RECORDED DATA ▸
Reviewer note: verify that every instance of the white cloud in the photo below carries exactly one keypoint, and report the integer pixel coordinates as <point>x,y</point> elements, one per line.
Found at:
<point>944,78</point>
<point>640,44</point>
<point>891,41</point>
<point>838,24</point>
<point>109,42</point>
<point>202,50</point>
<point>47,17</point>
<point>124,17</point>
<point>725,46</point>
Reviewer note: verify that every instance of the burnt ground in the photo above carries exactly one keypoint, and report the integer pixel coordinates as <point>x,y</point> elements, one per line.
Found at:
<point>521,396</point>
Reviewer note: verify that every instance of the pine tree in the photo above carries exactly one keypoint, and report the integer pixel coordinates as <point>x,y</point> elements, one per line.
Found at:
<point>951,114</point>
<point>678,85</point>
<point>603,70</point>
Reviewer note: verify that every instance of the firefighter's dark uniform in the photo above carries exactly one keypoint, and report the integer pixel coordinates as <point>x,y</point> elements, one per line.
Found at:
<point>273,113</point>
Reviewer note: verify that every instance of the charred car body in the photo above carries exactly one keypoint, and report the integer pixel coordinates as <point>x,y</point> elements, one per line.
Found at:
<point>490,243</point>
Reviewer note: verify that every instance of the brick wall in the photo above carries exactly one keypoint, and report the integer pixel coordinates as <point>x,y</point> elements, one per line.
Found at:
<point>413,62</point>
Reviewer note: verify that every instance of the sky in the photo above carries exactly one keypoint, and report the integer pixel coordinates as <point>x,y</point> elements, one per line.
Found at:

TASK GOAL ▸
Convert all of the data above into a Markdown table with the columns Row and Line: number each nonblank line in order and omit any blank lines.

RESPONSE ▸
| Row | Line |
|---|---|
| 1 | Reviewer note: verify that every instance of the white cloud in the photo below carries exactly one keypoint, and report the integer pixel coordinates as <point>x,y</point> elements, one per line. |
| 2 | Found at: |
| 3 | <point>944,78</point> |
| 4 | <point>640,44</point> |
| 5 | <point>891,41</point> |
| 6 | <point>838,24</point> |
| 7 | <point>109,42</point> |
| 8 | <point>202,50</point> |
| 9 | <point>47,17</point> |
| 10 | <point>124,17</point> |
| 11 | <point>725,46</point> |
| 12 | Reviewer note: verify that every instance of the burnt ground in the photo above carries exactly one keypoint, and report the integer pixel coordinates as <point>x,y</point> elements, one per line. |
| 13 | Found at: |
| 14 | <point>521,396</point> |
| 15 | Reviewer note: verify that every instance of the pine tree in the photo above carries exactly one keypoint, and report the integer pixel coordinates as <point>x,y</point> elements, one per line. |
| 16 | Found at: |
| 17 | <point>951,114</point> |
| 18 | <point>678,85</point> |
| 19 | <point>603,70</point> |
| 20 | Reviewer note: verify that every instance of the firefighter's dark uniform in the photo above carries exactly one keypoint, and report the integer pixel coordinates as <point>x,y</point> elements, one per line. |
| 21 | Found at: |
| 22 | <point>273,113</point> |
| 23 | Reviewer note: verify that every instance of the charred car body in the photo above carries exactly one keypoint, and report the integer pixel coordinates as <point>x,y</point> elements, one per line. |
| 24 | Found at: |
| 25 | <point>490,243</point> |
| 26 | Reviewer note: verify that every instance of the brick wall in the photo above carries exactly one keypoint, and report the integer pixel coordinates as <point>x,y</point> elements, one per line. |
| 27 | Found at: |
| 28 | <point>413,62</point> |
| 29 | Reviewer note: verify that every instance of the sky in the photo above carries exactly one keypoint, and report the integer pixel coordinates as <point>x,y</point> elements, one per line. |
| 30 | Found at: |